• Objective: Write out all the rows below word for word, but leave out the pictures.

• Records for this exercise:
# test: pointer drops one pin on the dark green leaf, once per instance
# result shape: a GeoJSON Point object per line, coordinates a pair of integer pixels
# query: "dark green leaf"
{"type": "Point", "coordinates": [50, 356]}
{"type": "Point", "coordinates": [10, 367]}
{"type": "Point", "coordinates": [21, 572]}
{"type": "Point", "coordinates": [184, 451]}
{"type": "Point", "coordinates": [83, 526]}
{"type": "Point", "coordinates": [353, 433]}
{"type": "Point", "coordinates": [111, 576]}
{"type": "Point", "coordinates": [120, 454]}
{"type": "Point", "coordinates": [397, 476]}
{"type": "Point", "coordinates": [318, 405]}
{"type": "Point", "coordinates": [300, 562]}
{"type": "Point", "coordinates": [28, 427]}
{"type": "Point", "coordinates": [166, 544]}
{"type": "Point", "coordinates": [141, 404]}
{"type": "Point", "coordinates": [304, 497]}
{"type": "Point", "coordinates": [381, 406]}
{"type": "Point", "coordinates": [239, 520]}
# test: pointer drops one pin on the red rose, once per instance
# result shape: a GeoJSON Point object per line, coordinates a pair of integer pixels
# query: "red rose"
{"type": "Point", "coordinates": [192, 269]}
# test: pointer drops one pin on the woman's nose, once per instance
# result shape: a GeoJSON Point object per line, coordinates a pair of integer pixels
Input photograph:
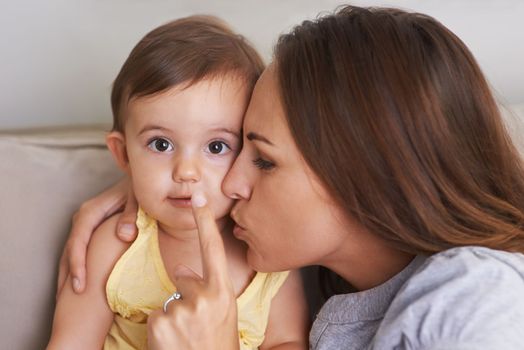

• Task result:
# test: pointer drops one pin on the dark green leaf, once per instance
# result shape: a GeoJSON Point object per line, coordinates a pair of integer pixels
# query: "dark green leaf"
{"type": "Point", "coordinates": [50, 356]}
{"type": "Point", "coordinates": [10, 367]}
{"type": "Point", "coordinates": [21, 572]}
{"type": "Point", "coordinates": [184, 451]}
{"type": "Point", "coordinates": [83, 526]}
{"type": "Point", "coordinates": [353, 433]}
{"type": "Point", "coordinates": [111, 576]}
{"type": "Point", "coordinates": [120, 454]}
{"type": "Point", "coordinates": [397, 476]}
{"type": "Point", "coordinates": [318, 405]}
{"type": "Point", "coordinates": [300, 562]}
{"type": "Point", "coordinates": [28, 427]}
{"type": "Point", "coordinates": [166, 544]}
{"type": "Point", "coordinates": [141, 404]}
{"type": "Point", "coordinates": [304, 497]}
{"type": "Point", "coordinates": [381, 406]}
{"type": "Point", "coordinates": [239, 520]}
# test: pointer drops one pin on the red rose, once per instance
# result shape: a GeoJSON Point object per line, coordinates a pair of integer pixels
# query: "red rose"
{"type": "Point", "coordinates": [192, 269]}
# test: pointer drops one pin on the woman's nose, once per instance
# result shape: a GeoJSON Point object per line, coordinates a pair of integer pixels
Input photograph:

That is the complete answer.